▶ _Your goal_
Return the part of the items below that opens with the line containing "# draw the outline of every instance of the yellow" and closes with the line containing "811 334 L 816", both ends included, reproducing each line verbatim.

▶ _Available records_

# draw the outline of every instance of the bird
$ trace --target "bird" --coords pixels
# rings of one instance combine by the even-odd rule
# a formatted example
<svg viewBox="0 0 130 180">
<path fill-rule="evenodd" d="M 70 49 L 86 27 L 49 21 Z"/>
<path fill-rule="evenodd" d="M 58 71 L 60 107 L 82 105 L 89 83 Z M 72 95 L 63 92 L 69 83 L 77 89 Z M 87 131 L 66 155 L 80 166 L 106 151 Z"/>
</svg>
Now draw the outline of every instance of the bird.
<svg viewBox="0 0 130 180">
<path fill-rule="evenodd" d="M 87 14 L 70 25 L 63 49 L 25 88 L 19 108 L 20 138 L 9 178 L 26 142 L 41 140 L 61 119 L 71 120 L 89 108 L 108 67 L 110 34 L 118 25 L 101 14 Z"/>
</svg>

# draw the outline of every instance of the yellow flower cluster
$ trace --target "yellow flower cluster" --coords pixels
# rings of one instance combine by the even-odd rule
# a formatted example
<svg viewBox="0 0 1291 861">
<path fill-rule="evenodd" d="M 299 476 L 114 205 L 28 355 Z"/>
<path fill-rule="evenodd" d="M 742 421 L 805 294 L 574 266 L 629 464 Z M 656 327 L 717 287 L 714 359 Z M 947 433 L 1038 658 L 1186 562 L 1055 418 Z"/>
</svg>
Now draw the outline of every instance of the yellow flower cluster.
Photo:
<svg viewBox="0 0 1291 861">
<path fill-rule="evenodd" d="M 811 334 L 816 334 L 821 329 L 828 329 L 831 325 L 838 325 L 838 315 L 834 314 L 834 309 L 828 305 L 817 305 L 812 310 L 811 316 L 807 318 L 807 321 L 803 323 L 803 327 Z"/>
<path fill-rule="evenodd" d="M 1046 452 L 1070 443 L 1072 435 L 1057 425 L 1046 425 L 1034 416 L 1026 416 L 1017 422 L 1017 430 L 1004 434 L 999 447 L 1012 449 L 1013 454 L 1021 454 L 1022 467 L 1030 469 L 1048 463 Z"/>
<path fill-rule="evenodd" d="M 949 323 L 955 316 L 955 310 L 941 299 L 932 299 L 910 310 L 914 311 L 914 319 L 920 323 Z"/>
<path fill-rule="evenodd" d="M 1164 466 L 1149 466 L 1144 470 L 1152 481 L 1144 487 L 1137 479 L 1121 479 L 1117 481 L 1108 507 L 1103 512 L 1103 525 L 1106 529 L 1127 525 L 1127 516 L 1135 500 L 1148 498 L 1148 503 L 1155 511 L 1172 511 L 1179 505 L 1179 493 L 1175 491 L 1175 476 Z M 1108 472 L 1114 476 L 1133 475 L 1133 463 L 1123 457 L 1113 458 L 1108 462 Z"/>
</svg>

▶ _The solution_
# draw the outline of every instance of the yellow flower cluster
$ trace --target "yellow flower cluster" --coords pixels
# rings of one instance combine by the even-odd rule
# a formatted example
<svg viewBox="0 0 1291 861">
<path fill-rule="evenodd" d="M 299 476 L 114 205 L 28 355 Z"/>
<path fill-rule="evenodd" d="M 742 421 L 805 294 L 574 266 L 629 464 Z M 656 327 L 717 287 L 714 359 Z M 947 433 L 1038 658 L 1186 562 L 1055 418 Z"/>
</svg>
Now draw the outline of every instance of the yellow flower cluster.
Photo:
<svg viewBox="0 0 1291 861">
<path fill-rule="evenodd" d="M 811 334 L 816 334 L 821 329 L 828 329 L 831 325 L 838 325 L 838 315 L 834 314 L 834 309 L 828 305 L 817 305 L 812 310 L 811 316 L 807 318 L 807 321 L 803 323 L 803 327 Z"/>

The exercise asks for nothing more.